Répondez aux questions suivantes à l'aide de la présentation du roman sur les courses de moto :
1. Combien de pages compte l'ouvrage ?
2. Dans quel lieu le roman s'ouvre-t-il ?
3. Quel métier exerce le père de Julien Perrault ?

◆ EXTRAIT DU TEXTE ◆

☆ ☆ ☆

Contenu
Grand format
Inédit
Tout public
408 p. ; 20 x 14 cm
ISBN 978-2-35887-729-9
Court chemin entre gloire et mort
Depuis ses débuts, Antonin Varenne a été concerné par les rapports sado-masos, par des personnages atypiques, par les liaisons entre les hommes (ou femmes) et les outils, les mécaniques, les machines. Ces personnages sont souvent mus par une ambition, par une obsession, qu'ils doivent mener jusqu'au bout, quels que soient les risques encourus. C'est encore le cas avec ce livre qui s'installe dans le monde peu usité des courses de moto. Il est arrivé au roman noir de s'inscrire dans le monde sportif, mais à ma connaissance, c'est surtout le monde de la boxe qui a obtenu le plus grand regard des écrivains. La vitesse, le corps à corps avec la machine, les blessures et fractures que l'on traite en renforçant le corps avec des plaques métalliques, l'obligation de se dépasser, la gagne par dessus tout, au risque de la sortie de piste et de la mort, on conçoit aisément que le sujet pouvait intéresser Antonin Varenne.
Le roman s'ouvre dans un hôpital. Julien Perrault a failli gagner une course mais a eu un accident qui a tué un autre coureur et en a gravement handicapé un troisième. Mais Julien Perrault n'a qu'une idée en tête : remonter sur une moto et gagner, même si, pour les amateurs et les autres coureurs, il est devenu un paria. Il se lie avec François, un autre pensionnaire de l'hôpital. C'est un personnage ayant des troubles mentaux, habitué des drogues. Et aussi il retrouve son père, mécanicien expérimenté, avec qui il entretient une relation compliquée. Une équipe de margoulins, de riches peu scrupuleux, veut l'engager pour remonter sur les circuits et profiter de son aura de rebelle. Une équipe pourrait même se monter. Peu à peu, François, le nouvel ami d'hôpital, le père et la médecin psychiatre qui le suit, vont accepter de l'aider pour reprendre la compétition. Même blessé, même avec des difficultés à conduire, même avec un encadrement peu professionnel, Julien Perrault va tenter un come-back.

☆ ☆ ☆

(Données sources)
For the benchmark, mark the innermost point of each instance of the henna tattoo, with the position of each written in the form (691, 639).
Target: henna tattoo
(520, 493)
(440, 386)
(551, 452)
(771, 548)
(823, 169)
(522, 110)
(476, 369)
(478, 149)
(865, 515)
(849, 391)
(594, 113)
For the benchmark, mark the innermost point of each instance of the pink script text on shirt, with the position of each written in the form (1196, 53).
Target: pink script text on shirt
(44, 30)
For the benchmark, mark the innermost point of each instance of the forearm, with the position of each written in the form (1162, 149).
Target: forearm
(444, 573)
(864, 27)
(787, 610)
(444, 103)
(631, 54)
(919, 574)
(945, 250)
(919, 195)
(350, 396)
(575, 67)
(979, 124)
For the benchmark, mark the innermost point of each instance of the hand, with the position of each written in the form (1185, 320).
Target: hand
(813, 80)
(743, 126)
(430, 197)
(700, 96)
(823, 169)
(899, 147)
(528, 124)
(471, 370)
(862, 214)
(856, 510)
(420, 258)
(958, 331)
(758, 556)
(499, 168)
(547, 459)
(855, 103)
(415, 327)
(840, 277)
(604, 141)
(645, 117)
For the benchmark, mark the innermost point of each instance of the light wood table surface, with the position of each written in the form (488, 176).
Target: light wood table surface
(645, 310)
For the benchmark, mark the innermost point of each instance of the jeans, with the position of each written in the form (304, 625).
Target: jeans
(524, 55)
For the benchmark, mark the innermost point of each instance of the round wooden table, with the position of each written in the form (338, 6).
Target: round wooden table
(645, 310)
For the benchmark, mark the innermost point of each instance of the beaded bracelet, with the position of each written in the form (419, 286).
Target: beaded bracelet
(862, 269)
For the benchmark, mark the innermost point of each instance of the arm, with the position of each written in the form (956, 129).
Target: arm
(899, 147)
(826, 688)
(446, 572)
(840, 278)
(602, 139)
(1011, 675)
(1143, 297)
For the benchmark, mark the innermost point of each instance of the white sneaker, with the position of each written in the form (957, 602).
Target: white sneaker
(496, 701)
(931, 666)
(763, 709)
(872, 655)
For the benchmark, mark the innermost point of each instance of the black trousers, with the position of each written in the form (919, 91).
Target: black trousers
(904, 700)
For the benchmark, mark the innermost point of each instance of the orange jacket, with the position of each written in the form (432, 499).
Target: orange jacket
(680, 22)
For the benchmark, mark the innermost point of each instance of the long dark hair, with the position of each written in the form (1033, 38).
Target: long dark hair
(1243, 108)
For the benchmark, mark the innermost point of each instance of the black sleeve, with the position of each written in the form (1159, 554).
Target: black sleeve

☆ ☆ ☆

◆ CORRIGÉ ◆
1. 408 pages.
2. Dans un hôpital.
3. Il est mécanicien expérimenté.